Work to be completed: Reproduce all of the listing below without alteration.

Extracted information:
★ ★ ★

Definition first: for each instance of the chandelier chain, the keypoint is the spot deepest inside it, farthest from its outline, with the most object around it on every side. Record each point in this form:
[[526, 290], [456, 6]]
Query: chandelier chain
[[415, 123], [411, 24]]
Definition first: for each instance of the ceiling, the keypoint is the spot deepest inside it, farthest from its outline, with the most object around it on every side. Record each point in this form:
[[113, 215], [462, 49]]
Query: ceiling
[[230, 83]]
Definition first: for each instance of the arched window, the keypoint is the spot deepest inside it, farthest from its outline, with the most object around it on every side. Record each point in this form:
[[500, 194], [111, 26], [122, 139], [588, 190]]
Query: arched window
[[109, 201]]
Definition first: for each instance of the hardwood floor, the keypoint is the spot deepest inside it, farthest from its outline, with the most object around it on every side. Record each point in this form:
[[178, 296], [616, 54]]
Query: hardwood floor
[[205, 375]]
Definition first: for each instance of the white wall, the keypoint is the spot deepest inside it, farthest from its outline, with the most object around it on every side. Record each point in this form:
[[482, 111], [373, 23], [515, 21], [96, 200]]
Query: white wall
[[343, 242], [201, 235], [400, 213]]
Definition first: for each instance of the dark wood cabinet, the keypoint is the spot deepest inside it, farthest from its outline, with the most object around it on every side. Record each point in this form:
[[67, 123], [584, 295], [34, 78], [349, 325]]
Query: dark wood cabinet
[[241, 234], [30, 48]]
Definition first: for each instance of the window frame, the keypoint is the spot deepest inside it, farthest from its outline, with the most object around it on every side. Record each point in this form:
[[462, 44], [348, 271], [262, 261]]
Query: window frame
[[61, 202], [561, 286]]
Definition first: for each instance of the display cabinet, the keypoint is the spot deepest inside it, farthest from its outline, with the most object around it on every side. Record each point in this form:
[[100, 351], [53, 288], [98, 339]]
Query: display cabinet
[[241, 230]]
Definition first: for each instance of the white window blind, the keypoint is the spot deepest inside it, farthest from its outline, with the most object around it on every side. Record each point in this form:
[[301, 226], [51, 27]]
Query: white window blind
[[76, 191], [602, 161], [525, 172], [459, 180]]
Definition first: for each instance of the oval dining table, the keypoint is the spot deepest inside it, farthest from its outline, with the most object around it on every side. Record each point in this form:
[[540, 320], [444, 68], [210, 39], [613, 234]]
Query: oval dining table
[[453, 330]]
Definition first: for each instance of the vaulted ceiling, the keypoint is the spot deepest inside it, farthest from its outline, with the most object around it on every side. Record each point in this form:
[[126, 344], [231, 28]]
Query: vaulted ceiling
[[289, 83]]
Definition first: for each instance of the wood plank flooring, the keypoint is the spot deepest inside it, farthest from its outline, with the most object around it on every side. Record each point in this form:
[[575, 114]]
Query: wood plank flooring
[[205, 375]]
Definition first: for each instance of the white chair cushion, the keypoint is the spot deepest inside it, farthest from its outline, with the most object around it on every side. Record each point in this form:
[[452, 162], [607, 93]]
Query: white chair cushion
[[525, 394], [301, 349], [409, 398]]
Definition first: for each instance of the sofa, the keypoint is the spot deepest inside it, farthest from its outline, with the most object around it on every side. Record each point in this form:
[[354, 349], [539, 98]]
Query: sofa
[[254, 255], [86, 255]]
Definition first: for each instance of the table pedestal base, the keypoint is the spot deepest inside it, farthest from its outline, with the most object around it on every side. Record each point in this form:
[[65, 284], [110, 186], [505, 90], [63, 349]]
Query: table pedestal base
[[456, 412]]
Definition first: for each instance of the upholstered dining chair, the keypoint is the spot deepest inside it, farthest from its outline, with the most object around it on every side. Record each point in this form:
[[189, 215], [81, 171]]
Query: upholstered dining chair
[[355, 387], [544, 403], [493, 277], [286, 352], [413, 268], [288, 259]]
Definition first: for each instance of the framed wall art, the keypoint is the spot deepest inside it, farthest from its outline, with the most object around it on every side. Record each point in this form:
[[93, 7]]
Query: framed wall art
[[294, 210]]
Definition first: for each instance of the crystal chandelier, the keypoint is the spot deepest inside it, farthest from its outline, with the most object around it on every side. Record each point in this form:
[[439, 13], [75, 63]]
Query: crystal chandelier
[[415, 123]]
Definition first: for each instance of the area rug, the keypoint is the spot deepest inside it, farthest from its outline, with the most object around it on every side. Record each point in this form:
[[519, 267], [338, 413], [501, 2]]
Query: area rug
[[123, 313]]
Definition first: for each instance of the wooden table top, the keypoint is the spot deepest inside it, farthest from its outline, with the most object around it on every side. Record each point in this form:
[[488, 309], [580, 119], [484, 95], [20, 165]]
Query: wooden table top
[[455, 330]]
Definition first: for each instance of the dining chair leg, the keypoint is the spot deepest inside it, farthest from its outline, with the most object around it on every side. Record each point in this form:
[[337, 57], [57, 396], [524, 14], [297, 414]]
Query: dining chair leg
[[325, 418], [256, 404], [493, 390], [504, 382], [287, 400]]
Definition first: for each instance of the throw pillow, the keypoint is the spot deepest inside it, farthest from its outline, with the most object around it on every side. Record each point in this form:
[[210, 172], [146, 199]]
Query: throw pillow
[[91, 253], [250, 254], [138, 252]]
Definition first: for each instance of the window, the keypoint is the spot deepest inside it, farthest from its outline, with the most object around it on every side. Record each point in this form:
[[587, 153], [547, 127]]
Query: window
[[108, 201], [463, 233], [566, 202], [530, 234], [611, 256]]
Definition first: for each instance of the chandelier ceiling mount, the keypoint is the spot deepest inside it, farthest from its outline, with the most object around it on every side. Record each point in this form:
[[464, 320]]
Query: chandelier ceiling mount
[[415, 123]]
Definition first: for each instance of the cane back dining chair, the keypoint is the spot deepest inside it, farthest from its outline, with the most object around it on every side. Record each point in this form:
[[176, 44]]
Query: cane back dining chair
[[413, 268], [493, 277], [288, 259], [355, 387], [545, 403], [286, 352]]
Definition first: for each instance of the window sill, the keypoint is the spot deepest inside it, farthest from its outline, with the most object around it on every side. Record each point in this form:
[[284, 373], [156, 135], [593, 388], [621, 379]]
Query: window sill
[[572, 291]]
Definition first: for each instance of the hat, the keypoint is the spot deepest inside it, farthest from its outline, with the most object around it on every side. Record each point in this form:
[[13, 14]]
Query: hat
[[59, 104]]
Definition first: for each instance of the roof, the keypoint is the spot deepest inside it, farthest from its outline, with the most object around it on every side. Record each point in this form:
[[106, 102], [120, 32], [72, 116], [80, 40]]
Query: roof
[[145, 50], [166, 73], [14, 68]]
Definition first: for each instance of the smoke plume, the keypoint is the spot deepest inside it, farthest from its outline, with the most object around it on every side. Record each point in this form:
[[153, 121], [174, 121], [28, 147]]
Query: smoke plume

★ ★ ★

Response to the task:
Definition first: for each instance of the chandelier chain, the keypoint is the spot deepest inside it, farthest from its outline, with the most object around it on every side. Record each point in this form:
[[526, 290], [456, 6]]
Query: chandelier chain
[[415, 123], [411, 24]]
Definition first: for each instance of the ceiling, the keypoint is the spot deepest inside it, farthest from its outline, with the most object around it on every side. Record each point in this form:
[[113, 215], [462, 49]]
Query: ceiling
[[230, 83]]
Definition first: for each instance of the arched window, the keypoint is the spot deepest inside it, farthest from its outline, with the most object around it on every side. Record each point in this form:
[[500, 194], [111, 26], [122, 139], [588, 190]]
Query: arched window
[[109, 201]]
Definition first: for each instance of the hardwood floor, the keypoint is the spot deepest inside it, farthest from its outline, with the most object around it on every side. Record each point in this form:
[[178, 296], [616, 54]]
Query: hardwood floor
[[205, 375]]
Definition first: for each instance of the white wall, the keypoint is the spot deepest inside it, farthest from its outline, with the most object around it on every side. Record each point in this form:
[[482, 111], [373, 23], [515, 21], [96, 200]]
Query: white wall
[[343, 242], [201, 235], [400, 213]]
Definition first: for each instance of the dark wood cabinet, the keypoint is the spot deepest inside it, farthest from its outline, with the most object around it on every side. Record each point in this form:
[[67, 123], [584, 295], [34, 78], [349, 325]]
Query: dark wood cabinet
[[241, 234], [30, 48]]
Definition first: for each instance of the window frame, the keypoint is the spot deepest inside it, farthest from its outline, with the most object around it on every side. Record each point in this form:
[[462, 44], [348, 271], [262, 261]]
Query: window frame
[[61, 202], [561, 286]]
Definition first: for each instance of the display cabinet, the keypoint is the spot deepest inside it, farthest from its outline, with the most object around it on every side. Record each point in this form:
[[100, 351], [53, 288], [98, 339]]
Query: display cabinet
[[241, 230]]
Definition first: for each instance of the white window blind, the keypoint is the spot deepest inside it, farthest from its outline, with the most object around it on every side. Record each point in this form:
[[301, 226], [51, 27]]
Query: white window blind
[[76, 191], [602, 161], [525, 172], [459, 180]]
Definition first: for each instance of the oval dining table, the keypoint is the spot deepest inside it, farthest from its outline, with the most object around it on every side. Record each point in this form:
[[540, 320], [444, 68], [210, 39], [613, 234]]
Query: oval dining table
[[453, 330]]
Definition first: for each instance of the vaulted ceiling, the keypoint is the spot deepest inside it, farthest from its outline, with the most object around it on every side. Record each point in this form:
[[126, 344], [231, 28]]
Query: vaulted ceiling
[[289, 83]]
Definition first: for each instance of the wood plank flooring, the keypoint is the spot deepest inside it, farthest from its outline, with the most object around it on every side. Record each point in this form:
[[575, 114]]
Query: wood plank flooring
[[205, 375]]
Definition first: for each instance of the white chair cushion, the keypoint is the spot deepest inside it, farthest from its outline, with the most object around it on every side. Record each point in this form:
[[452, 162], [607, 93]]
Query: white chair cushion
[[525, 394], [301, 349], [409, 398]]
Definition first: for each instance of the sofa, the keypoint is the spot deepest inside it, farthest from its outline, with the most object around it on every side. Record each point in this form:
[[354, 349], [539, 98]]
Query: sofa
[[254, 255], [86, 255]]
Definition first: for each instance of the table pedestal base, the keypoint is the spot deepest inside it, farthest from its outline, with the most object around it on every side. Record each point in this form:
[[65, 284], [110, 186], [505, 90], [63, 349]]
Query: table pedestal base
[[456, 412]]
Definition first: for each instance of the upholstered dining chair, the keypoint is the spot deepest inside it, farthest from its outline, with the most object around it on every side. Record each point in this form:
[[189, 215], [81, 171]]
Query: upholstered dining chair
[[355, 387], [544, 403], [493, 277], [286, 352], [413, 268], [288, 259]]
Definition first: for each instance of the framed wall art, the keypoint is the spot deepest inside it, farthest from its outline, with the most object around it on every side. Record each point in this form:
[[93, 7]]
Query: framed wall art
[[294, 210]]
Definition first: for each instance of the crystal chandelier, the keypoint is the spot deepest inside it, farthest from its outline, with the most object around it on every side. Record each point in this form:
[[439, 13], [75, 63]]
Query: crystal chandelier
[[415, 123]]
Definition first: for each instance of the area rug, the keypoint is the spot deepest inside it, farthest from its outline, with the most object around it on every side. Record each point in this form:
[[519, 267], [338, 413], [501, 2]]
Query: area rug
[[123, 313]]
Definition first: for each instance of the wooden table top, the keypoint is the spot deepest inside it, farthest from its outline, with the most object around it on every side. Record each point in this form:
[[488, 309], [580, 119], [484, 95], [20, 165]]
Query: wooden table top
[[455, 330]]
Definition first: for each instance of the dining chair leg, the keypoint is the spot deepest inside it, farthest from its outline, with the most object around it on every side. Record each point in this form:
[[337, 57], [57, 396], [524, 14], [297, 414]]
Query: dining chair leg
[[325, 418], [256, 404], [493, 390], [504, 382], [287, 400]]
Definition first: for each instance of the throw pillow, the keypoint is the spot deepest inside it, farthest from its outline, with the most object around it on every side. Record each point in this form:
[[210, 172], [146, 199]]
Query: throw pillow
[[91, 253], [250, 254], [138, 252]]
Definition first: for each instance of the window, the keypoint is the spot deepest inside it, farthest from its outline, with the most object around it on every side. Record each point in this form:
[[587, 153], [547, 127]]
Query: window
[[108, 201], [463, 233], [566, 202], [530, 234], [611, 256]]
Definition first: for each instance of the chandelier ceiling mount, the keypoint is the spot deepest inside it, farthest from its outline, with the most object around it on every side. Record each point in this form:
[[464, 320]]
Query: chandelier ceiling mount
[[415, 123]]
Definition first: for each instance of the cane back dining chair, the keypoint is the spot deepest inside it, farthest from its outline, with the most object around it on every side. Record each point in this form:
[[176, 44]]
Query: cane back dining chair
[[413, 268], [493, 277], [288, 259], [355, 387], [545, 403], [286, 352]]
Definition first: for each instance of the window sill, the keypoint is the spot deepest inside it, farthest from its outline, with the most object around it on every side. Record each point in this form:
[[284, 373], [156, 135], [593, 388], [621, 379]]
Query: window sill
[[572, 291]]
Definition first: for each instance of the hat, the keypoint is the spot deepest inside it, farthest from its outline, with the most object around it on every side. Record each point in this form:
[[13, 14]]
Query: hat
[[59, 104]]
Definition first: for each instance of the roof, the keypoint is the spot deepest inside it, farthest from its outline, with the most object around it on every side. Record each point in this form:
[[106, 102], [120, 32], [72, 116], [80, 40]]
Query: roof
[[145, 50], [166, 73], [14, 68]]
Definition first: for each instance of the smoke plume, the keypoint is the spot deepest inside it, farthest from its outline, with the most object around it on every side. Record each point in this form:
[[153, 121], [174, 121], [28, 147]]
Query: smoke plume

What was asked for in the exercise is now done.